What is asked: Reproduce every one of the records below word for word, changing nothing.

--- The data ---

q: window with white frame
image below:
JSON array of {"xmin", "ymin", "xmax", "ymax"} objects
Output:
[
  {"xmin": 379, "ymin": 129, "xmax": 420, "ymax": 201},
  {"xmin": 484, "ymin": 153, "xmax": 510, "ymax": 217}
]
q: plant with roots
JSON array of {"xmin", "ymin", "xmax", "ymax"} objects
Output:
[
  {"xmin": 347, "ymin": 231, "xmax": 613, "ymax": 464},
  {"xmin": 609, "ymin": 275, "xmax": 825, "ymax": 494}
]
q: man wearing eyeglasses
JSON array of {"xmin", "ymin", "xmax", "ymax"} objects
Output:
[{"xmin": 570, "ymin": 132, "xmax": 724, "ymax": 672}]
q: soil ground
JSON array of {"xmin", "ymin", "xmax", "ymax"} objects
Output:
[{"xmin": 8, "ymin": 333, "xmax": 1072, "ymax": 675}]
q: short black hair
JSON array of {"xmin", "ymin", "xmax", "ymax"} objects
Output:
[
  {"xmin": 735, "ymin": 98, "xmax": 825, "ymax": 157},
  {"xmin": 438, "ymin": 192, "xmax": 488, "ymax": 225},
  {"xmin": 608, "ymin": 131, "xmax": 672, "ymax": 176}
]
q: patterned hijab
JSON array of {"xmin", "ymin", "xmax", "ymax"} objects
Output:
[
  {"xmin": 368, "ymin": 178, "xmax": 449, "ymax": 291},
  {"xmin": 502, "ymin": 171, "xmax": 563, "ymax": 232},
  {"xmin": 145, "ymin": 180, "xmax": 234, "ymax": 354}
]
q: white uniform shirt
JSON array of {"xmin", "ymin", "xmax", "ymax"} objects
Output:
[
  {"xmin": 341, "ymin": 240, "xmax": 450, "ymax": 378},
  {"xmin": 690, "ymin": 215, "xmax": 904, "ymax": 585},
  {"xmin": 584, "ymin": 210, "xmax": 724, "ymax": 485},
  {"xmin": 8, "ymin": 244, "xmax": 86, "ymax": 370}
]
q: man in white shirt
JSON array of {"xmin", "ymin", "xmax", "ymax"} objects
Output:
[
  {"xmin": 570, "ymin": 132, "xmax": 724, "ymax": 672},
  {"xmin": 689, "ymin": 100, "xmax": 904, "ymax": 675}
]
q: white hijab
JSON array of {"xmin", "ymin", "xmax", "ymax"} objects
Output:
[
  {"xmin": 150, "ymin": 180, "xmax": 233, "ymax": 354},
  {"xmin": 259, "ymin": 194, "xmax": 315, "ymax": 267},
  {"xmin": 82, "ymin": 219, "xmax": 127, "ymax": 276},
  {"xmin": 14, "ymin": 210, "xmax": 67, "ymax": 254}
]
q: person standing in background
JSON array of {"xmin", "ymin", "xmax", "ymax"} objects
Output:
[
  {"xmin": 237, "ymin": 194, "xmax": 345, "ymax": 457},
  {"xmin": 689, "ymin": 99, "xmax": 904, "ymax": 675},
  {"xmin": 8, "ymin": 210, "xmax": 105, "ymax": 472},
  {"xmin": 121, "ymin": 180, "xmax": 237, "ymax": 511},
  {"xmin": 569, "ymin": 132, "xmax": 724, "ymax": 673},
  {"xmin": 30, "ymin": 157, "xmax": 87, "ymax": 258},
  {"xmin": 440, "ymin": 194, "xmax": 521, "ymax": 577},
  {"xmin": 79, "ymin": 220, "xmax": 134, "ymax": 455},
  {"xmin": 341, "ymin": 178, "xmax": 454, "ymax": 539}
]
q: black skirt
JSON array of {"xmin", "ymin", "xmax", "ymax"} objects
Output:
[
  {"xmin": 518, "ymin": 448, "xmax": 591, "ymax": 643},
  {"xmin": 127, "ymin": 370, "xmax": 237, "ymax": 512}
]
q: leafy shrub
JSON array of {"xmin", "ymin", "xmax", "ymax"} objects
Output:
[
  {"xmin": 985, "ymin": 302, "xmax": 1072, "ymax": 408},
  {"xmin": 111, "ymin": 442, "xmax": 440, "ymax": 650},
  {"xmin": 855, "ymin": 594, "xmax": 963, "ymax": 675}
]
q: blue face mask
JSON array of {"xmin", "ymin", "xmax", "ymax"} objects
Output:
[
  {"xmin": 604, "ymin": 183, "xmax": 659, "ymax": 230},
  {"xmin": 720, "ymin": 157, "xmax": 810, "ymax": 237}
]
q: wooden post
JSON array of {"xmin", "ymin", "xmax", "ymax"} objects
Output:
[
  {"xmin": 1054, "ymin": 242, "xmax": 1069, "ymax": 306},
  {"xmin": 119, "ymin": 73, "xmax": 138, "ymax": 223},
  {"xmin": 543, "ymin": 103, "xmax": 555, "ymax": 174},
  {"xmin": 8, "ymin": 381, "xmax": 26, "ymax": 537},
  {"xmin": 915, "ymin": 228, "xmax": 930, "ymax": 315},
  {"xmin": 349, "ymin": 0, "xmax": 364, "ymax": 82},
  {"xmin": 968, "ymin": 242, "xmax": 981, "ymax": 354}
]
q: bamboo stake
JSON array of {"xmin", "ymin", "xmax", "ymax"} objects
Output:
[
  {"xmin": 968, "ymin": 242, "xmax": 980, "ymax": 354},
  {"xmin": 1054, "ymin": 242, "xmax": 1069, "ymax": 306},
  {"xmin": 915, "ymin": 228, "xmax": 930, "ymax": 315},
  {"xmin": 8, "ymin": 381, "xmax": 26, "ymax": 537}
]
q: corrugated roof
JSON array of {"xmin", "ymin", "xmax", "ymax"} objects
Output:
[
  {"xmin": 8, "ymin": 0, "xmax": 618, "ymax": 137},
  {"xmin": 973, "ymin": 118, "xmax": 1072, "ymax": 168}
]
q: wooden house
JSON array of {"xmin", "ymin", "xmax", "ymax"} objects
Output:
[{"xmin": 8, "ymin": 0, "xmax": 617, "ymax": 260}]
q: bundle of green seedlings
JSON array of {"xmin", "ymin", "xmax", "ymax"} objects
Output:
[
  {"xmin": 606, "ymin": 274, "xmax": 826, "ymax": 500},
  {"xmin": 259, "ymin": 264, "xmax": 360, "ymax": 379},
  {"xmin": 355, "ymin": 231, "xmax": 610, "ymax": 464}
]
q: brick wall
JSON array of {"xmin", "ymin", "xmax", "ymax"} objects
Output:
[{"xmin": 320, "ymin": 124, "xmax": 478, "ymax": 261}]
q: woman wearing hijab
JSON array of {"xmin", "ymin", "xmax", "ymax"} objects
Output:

---

Solution below:
q: window with white frame
image below:
JSON array of {"xmin", "ymin", "xmax", "ymax"} objects
Output:
[
  {"xmin": 379, "ymin": 129, "xmax": 420, "ymax": 201},
  {"xmin": 484, "ymin": 153, "xmax": 510, "ymax": 217}
]
q: plant with roots
JSON array of {"xmin", "ymin", "xmax", "ymax"} objects
Output:
[
  {"xmin": 347, "ymin": 231, "xmax": 613, "ymax": 464},
  {"xmin": 609, "ymin": 275, "xmax": 825, "ymax": 494}
]
q: man wearing eyeglasses
JSON array of {"xmin", "ymin", "xmax", "ymax"} objects
Output:
[{"xmin": 570, "ymin": 132, "xmax": 724, "ymax": 672}]
q: soil ground
JSON array of {"xmin", "ymin", "xmax", "ymax"} objects
Output:
[{"xmin": 8, "ymin": 333, "xmax": 1072, "ymax": 675}]
q: short black hair
JSON array of {"xmin", "ymin", "xmax", "ymax"} objects
Output:
[
  {"xmin": 735, "ymin": 98, "xmax": 825, "ymax": 157},
  {"xmin": 438, "ymin": 192, "xmax": 488, "ymax": 225},
  {"xmin": 608, "ymin": 131, "xmax": 672, "ymax": 176}
]
q: patterned hijab
JSON array of {"xmin", "ymin", "xmax", "ymax"} objects
Output:
[
  {"xmin": 368, "ymin": 178, "xmax": 449, "ymax": 291},
  {"xmin": 502, "ymin": 171, "xmax": 563, "ymax": 232},
  {"xmin": 145, "ymin": 180, "xmax": 234, "ymax": 354}
]
q: white uniform shirt
JSON array of {"xmin", "ymin", "xmax", "ymax"} objects
Output:
[
  {"xmin": 341, "ymin": 240, "xmax": 450, "ymax": 378},
  {"xmin": 690, "ymin": 215, "xmax": 904, "ymax": 585},
  {"xmin": 584, "ymin": 210, "xmax": 724, "ymax": 485},
  {"xmin": 8, "ymin": 244, "xmax": 86, "ymax": 370}
]
q: man in white shirt
JSON array of {"xmin", "ymin", "xmax", "ymax"} objects
Output:
[
  {"xmin": 570, "ymin": 132, "xmax": 724, "ymax": 672},
  {"xmin": 689, "ymin": 100, "xmax": 904, "ymax": 675}
]
q: white hijab
JSON array of {"xmin", "ymin", "xmax", "ymax"} objects
Output:
[
  {"xmin": 150, "ymin": 180, "xmax": 233, "ymax": 354},
  {"xmin": 259, "ymin": 194, "xmax": 315, "ymax": 267},
  {"xmin": 82, "ymin": 219, "xmax": 127, "ymax": 276},
  {"xmin": 14, "ymin": 210, "xmax": 67, "ymax": 254}
]
q: person standing in background
JSON array of {"xmin", "ymin", "xmax", "ymax"} objects
Output:
[
  {"xmin": 237, "ymin": 194, "xmax": 345, "ymax": 457},
  {"xmin": 689, "ymin": 99, "xmax": 904, "ymax": 675},
  {"xmin": 8, "ymin": 210, "xmax": 105, "ymax": 472},
  {"xmin": 121, "ymin": 180, "xmax": 237, "ymax": 511},
  {"xmin": 569, "ymin": 132, "xmax": 724, "ymax": 673},
  {"xmin": 30, "ymin": 157, "xmax": 87, "ymax": 258},
  {"xmin": 440, "ymin": 194, "xmax": 521, "ymax": 577},
  {"xmin": 79, "ymin": 220, "xmax": 134, "ymax": 455},
  {"xmin": 341, "ymin": 178, "xmax": 454, "ymax": 539}
]
q: black skirt
JSON array of {"xmin", "ymin", "xmax", "ymax"} objects
Output:
[
  {"xmin": 518, "ymin": 448, "xmax": 591, "ymax": 643},
  {"xmin": 127, "ymin": 370, "xmax": 237, "ymax": 512}
]
q: leafy shrub
JSON array of {"xmin", "ymin", "xmax", "ymax"} objects
Output:
[
  {"xmin": 985, "ymin": 302, "xmax": 1072, "ymax": 408},
  {"xmin": 111, "ymin": 442, "xmax": 440, "ymax": 650},
  {"xmin": 855, "ymin": 594, "xmax": 963, "ymax": 675}
]
q: blue face mask
JSON array of {"xmin", "ymin", "xmax", "ymax"} objects
Output:
[
  {"xmin": 604, "ymin": 183, "xmax": 659, "ymax": 230},
  {"xmin": 720, "ymin": 157, "xmax": 810, "ymax": 237}
]
q: wooden post
JSON array of {"xmin", "ymin", "xmax", "ymax"} objects
Output:
[
  {"xmin": 1054, "ymin": 242, "xmax": 1069, "ymax": 306},
  {"xmin": 119, "ymin": 73, "xmax": 138, "ymax": 223},
  {"xmin": 543, "ymin": 103, "xmax": 555, "ymax": 174},
  {"xmin": 8, "ymin": 381, "xmax": 26, "ymax": 537},
  {"xmin": 915, "ymin": 228, "xmax": 930, "ymax": 315},
  {"xmin": 349, "ymin": 0, "xmax": 364, "ymax": 82},
  {"xmin": 968, "ymin": 242, "xmax": 981, "ymax": 354}
]
q: bamboo stake
JSON array of {"xmin", "ymin", "xmax", "ymax"} objects
Output:
[
  {"xmin": 968, "ymin": 242, "xmax": 980, "ymax": 354},
  {"xmin": 1054, "ymin": 242, "xmax": 1069, "ymax": 306},
  {"xmin": 915, "ymin": 228, "xmax": 930, "ymax": 315},
  {"xmin": 8, "ymin": 381, "xmax": 26, "ymax": 537}
]
q: corrugated roof
JSON array of {"xmin", "ymin", "xmax", "ymax"} objects
Output:
[
  {"xmin": 8, "ymin": 0, "xmax": 618, "ymax": 137},
  {"xmin": 973, "ymin": 118, "xmax": 1072, "ymax": 168}
]
q: wooden house
JSON array of {"xmin", "ymin", "xmax", "ymax"} objects
Output:
[{"xmin": 8, "ymin": 0, "xmax": 617, "ymax": 260}]
q: bundle of green seedlings
JSON array of {"xmin", "ymin", "xmax", "ymax"} objects
Output:
[
  {"xmin": 606, "ymin": 274, "xmax": 826, "ymax": 500},
  {"xmin": 259, "ymin": 264, "xmax": 360, "ymax": 379},
  {"xmin": 355, "ymin": 231, "xmax": 610, "ymax": 464}
]
q: brick wall
JSON array of {"xmin", "ymin", "xmax", "ymax"} objects
Output:
[{"xmin": 320, "ymin": 124, "xmax": 478, "ymax": 261}]
q: woman wearing hijab
JSON array of {"xmin", "ymin", "xmax", "ymax"} objects
Output:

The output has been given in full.